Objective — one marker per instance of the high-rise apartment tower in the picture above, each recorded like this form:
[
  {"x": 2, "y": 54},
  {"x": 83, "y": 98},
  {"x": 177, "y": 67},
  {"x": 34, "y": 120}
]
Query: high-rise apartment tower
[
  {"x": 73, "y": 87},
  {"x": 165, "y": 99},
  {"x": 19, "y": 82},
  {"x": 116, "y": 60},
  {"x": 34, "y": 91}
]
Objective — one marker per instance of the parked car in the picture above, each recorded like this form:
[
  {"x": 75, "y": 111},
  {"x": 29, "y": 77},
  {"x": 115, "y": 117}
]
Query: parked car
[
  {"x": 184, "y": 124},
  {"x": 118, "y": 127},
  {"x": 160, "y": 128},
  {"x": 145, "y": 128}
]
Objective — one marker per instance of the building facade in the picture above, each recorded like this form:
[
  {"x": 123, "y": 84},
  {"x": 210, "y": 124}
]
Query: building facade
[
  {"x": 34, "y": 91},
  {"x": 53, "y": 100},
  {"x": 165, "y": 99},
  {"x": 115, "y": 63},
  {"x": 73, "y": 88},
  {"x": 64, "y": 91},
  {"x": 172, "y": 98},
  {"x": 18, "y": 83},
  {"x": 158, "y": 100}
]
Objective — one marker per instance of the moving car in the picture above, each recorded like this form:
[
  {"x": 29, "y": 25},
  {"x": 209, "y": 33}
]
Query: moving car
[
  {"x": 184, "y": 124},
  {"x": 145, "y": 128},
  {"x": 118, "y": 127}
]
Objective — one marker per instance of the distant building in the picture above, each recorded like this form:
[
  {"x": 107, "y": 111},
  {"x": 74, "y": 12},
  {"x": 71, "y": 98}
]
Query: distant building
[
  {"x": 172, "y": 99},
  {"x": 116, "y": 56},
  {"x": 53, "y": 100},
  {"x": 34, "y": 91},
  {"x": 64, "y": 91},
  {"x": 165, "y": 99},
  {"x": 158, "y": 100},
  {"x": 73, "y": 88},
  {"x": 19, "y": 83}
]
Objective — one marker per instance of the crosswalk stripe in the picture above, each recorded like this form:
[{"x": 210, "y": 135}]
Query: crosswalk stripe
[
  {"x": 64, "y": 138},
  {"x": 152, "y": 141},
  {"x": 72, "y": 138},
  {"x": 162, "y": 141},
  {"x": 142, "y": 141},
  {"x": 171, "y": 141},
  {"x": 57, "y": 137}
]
★ ★ ★ ★ ★ ★ ★
■ TASK DIRECTIONS
Copy out the full listing exactly.

■ TASK OUTPUT
Objective — one marker per instance of the high-rise apartment tower in the picture above, each recorded like this form:
[
  {"x": 2, "y": 54},
  {"x": 83, "y": 98},
  {"x": 177, "y": 67},
  {"x": 34, "y": 120}
]
Query: high-rise apartment tower
[
  {"x": 73, "y": 87},
  {"x": 165, "y": 99},
  {"x": 19, "y": 82},
  {"x": 116, "y": 60},
  {"x": 34, "y": 91}
]
Objective — one marker per instance of the parked car in the picture above, each recorded like this form:
[
  {"x": 75, "y": 111},
  {"x": 29, "y": 77},
  {"x": 115, "y": 117}
]
Query: parked car
[
  {"x": 184, "y": 124},
  {"x": 118, "y": 127},
  {"x": 160, "y": 128},
  {"x": 145, "y": 128}
]
Objective — one marker per instance of the building facade in the picture above, each recorded like this form:
[
  {"x": 123, "y": 84},
  {"x": 210, "y": 124}
]
Query: building facade
[
  {"x": 34, "y": 91},
  {"x": 53, "y": 100},
  {"x": 165, "y": 99},
  {"x": 115, "y": 63},
  {"x": 73, "y": 88},
  {"x": 64, "y": 91},
  {"x": 172, "y": 98},
  {"x": 18, "y": 83},
  {"x": 158, "y": 100}
]
Objective — one marker per instance of the moving car in the picture above, each recorded like this form:
[
  {"x": 29, "y": 25},
  {"x": 209, "y": 33}
]
Query: moving car
[
  {"x": 184, "y": 124},
  {"x": 145, "y": 128},
  {"x": 118, "y": 127}
]
Objective — one marker per instance of the distant building in the picture above, each recorded like this form:
[
  {"x": 107, "y": 111},
  {"x": 74, "y": 12},
  {"x": 71, "y": 98}
]
Query: distant building
[
  {"x": 172, "y": 99},
  {"x": 116, "y": 56},
  {"x": 53, "y": 100},
  {"x": 34, "y": 91},
  {"x": 64, "y": 91},
  {"x": 165, "y": 99},
  {"x": 158, "y": 100},
  {"x": 73, "y": 88},
  {"x": 19, "y": 83}
]
Objective — one marker per instance of the crosswalk stripe in the picture above, each recorded like this form:
[{"x": 210, "y": 135}]
Query: crosswalk stripe
[
  {"x": 64, "y": 138},
  {"x": 152, "y": 141},
  {"x": 72, "y": 138},
  {"x": 162, "y": 141},
  {"x": 142, "y": 141},
  {"x": 171, "y": 141},
  {"x": 57, "y": 137}
]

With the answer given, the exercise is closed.